REQUIRED TASK:
Locate every line in the entries below that contains the string "ground" and copy each of those lines in full.

SUPPLIED DATA:
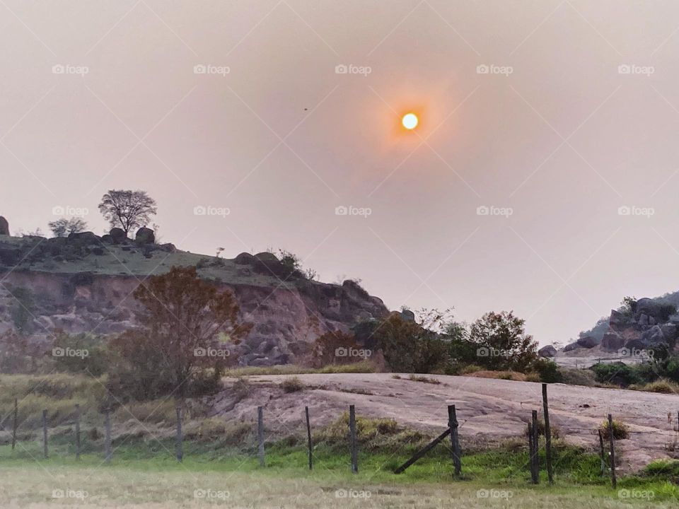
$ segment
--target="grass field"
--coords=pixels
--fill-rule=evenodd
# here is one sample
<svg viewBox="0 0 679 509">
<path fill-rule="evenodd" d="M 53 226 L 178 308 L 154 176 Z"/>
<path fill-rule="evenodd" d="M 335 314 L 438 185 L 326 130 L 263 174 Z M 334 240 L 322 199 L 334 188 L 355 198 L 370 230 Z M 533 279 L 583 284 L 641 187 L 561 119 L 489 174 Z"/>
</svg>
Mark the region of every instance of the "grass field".
<svg viewBox="0 0 679 509">
<path fill-rule="evenodd" d="M 310 472 L 301 444 L 267 444 L 267 466 L 259 467 L 251 447 L 223 444 L 185 444 L 185 460 L 173 457 L 172 440 L 124 445 L 110 464 L 99 451 L 76 460 L 67 440 L 50 444 L 51 457 L 42 458 L 39 441 L 19 443 L 12 451 L 0 447 L 0 506 L 11 508 L 124 507 L 192 508 L 674 508 L 679 490 L 667 481 L 677 474 L 620 480 L 618 489 L 598 475 L 597 457 L 561 445 L 557 481 L 529 484 L 527 455 L 518 444 L 463 458 L 461 479 L 451 476 L 445 447 L 435 450 L 395 475 L 393 469 L 414 447 L 386 452 L 368 441 L 359 455 L 359 472 L 349 471 L 348 455 L 327 443 L 315 449 Z M 383 444 L 385 443 L 383 442 Z M 389 447 L 385 447 L 385 449 Z M 664 469 L 666 471 L 667 469 Z"/>
</svg>

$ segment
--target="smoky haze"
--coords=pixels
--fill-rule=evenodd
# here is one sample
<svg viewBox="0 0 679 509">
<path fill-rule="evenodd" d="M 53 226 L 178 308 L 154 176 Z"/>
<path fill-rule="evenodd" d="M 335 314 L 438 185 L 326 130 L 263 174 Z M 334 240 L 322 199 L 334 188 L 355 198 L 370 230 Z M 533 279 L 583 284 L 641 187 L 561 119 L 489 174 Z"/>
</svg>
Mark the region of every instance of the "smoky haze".
<svg viewBox="0 0 679 509">
<path fill-rule="evenodd" d="M 144 189 L 180 249 L 284 248 L 393 309 L 513 310 L 542 344 L 679 289 L 675 2 L 0 12 L 13 231 L 80 210 L 101 233 L 102 194 Z"/>
</svg>

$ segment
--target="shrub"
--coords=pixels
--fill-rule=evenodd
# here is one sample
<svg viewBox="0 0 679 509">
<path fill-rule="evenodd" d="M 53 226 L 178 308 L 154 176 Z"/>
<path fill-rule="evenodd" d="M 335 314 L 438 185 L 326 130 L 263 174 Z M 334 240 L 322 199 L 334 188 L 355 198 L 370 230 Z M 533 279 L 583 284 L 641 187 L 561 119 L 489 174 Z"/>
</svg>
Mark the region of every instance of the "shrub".
<svg viewBox="0 0 679 509">
<path fill-rule="evenodd" d="M 283 392 L 287 393 L 298 392 L 306 387 L 304 383 L 297 377 L 286 378 L 281 384 L 281 387 L 283 387 Z"/>
<path fill-rule="evenodd" d="M 604 438 L 608 439 L 610 436 L 608 432 L 608 421 L 604 421 L 599 425 L 599 430 Z M 625 423 L 613 419 L 613 438 L 615 440 L 623 440 L 629 438 L 629 428 Z"/>
</svg>

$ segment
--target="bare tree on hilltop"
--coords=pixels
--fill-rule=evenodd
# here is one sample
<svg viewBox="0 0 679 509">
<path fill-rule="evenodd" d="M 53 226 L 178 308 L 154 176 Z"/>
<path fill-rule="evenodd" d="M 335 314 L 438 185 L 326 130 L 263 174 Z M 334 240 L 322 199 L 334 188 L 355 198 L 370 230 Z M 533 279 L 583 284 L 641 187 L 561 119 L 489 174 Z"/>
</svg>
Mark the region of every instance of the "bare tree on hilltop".
<svg viewBox="0 0 679 509">
<path fill-rule="evenodd" d="M 149 224 L 157 210 L 156 200 L 146 191 L 111 189 L 99 204 L 99 211 L 111 228 L 122 228 L 126 235 L 130 230 Z"/>
</svg>

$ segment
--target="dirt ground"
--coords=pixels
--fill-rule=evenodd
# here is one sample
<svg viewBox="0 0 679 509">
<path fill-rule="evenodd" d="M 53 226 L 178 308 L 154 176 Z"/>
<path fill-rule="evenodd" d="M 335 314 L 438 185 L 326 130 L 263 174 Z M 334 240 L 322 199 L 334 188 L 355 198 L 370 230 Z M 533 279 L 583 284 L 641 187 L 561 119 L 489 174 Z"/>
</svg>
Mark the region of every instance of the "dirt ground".
<svg viewBox="0 0 679 509">
<path fill-rule="evenodd" d="M 282 435 L 300 433 L 305 406 L 312 426 L 319 426 L 354 404 L 359 415 L 391 418 L 404 426 L 434 433 L 445 429 L 446 406 L 455 404 L 460 437 L 470 444 L 521 436 L 531 411 L 542 413 L 541 385 L 530 382 L 427 375 L 441 382 L 435 385 L 410 380 L 405 374 L 397 379 L 392 373 L 296 376 L 306 387 L 291 393 L 279 386 L 289 376 L 248 377 L 248 397 L 234 405 L 225 396 L 215 403 L 214 414 L 253 421 L 256 406 L 262 405 L 267 433 Z M 609 413 L 627 423 L 630 437 L 617 446 L 623 472 L 638 470 L 656 458 L 677 457 L 672 450 L 678 440 L 679 395 L 550 384 L 549 399 L 552 424 L 571 443 L 598 447 L 596 430 Z"/>
</svg>

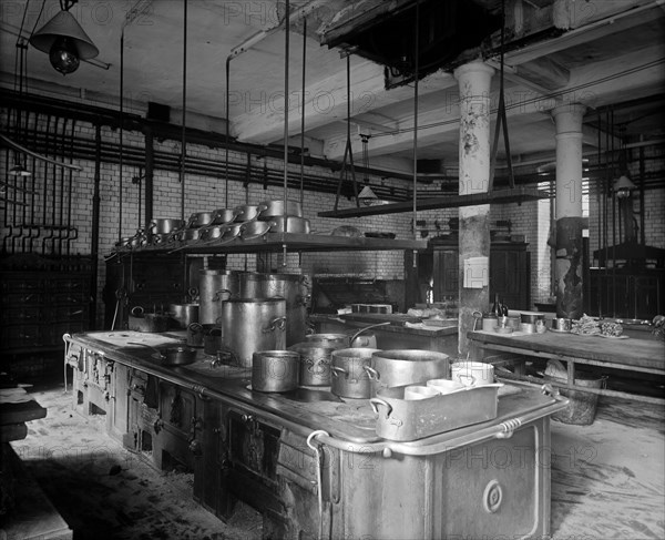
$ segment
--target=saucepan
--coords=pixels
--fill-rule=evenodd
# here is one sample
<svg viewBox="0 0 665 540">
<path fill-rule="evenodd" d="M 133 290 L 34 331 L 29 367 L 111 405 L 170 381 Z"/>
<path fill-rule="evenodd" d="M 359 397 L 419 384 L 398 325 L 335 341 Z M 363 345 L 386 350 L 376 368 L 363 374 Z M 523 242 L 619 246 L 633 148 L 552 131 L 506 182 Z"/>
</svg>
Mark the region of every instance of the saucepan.
<svg viewBox="0 0 665 540">
<path fill-rule="evenodd" d="M 196 349 L 185 345 L 176 345 L 163 349 L 136 342 L 127 342 L 127 345 L 140 345 L 141 347 L 147 347 L 149 349 L 152 349 L 154 351 L 154 356 L 161 360 L 163 366 L 186 366 L 187 364 L 193 364 L 194 360 L 196 360 Z"/>
<path fill-rule="evenodd" d="M 234 222 L 236 223 L 246 223 L 253 222 L 258 218 L 258 214 L 260 214 L 264 210 L 266 210 L 265 204 L 252 205 L 252 204 L 242 204 L 234 208 L 236 216 L 234 217 Z"/>
<path fill-rule="evenodd" d="M 195 212 L 187 221 L 187 228 L 198 228 L 209 225 L 213 221 L 212 212 Z"/>
<path fill-rule="evenodd" d="M 273 217 L 293 215 L 303 217 L 303 206 L 298 201 L 264 201 L 259 204 L 264 210 L 258 214 L 258 218 L 263 221 L 269 221 Z"/>
<path fill-rule="evenodd" d="M 310 231 L 309 220 L 305 217 L 280 215 L 273 217 L 270 221 L 273 222 L 272 233 L 309 234 Z"/>
<path fill-rule="evenodd" d="M 227 225 L 228 223 L 232 223 L 237 215 L 236 208 L 217 208 L 213 212 L 211 225 Z"/>
<path fill-rule="evenodd" d="M 241 240 L 254 240 L 264 236 L 274 225 L 274 222 L 248 222 L 241 227 Z"/>
</svg>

SOLVED EXERCISE:
--target="dirt ground"
Mark the region of every instance of the "dirt ground".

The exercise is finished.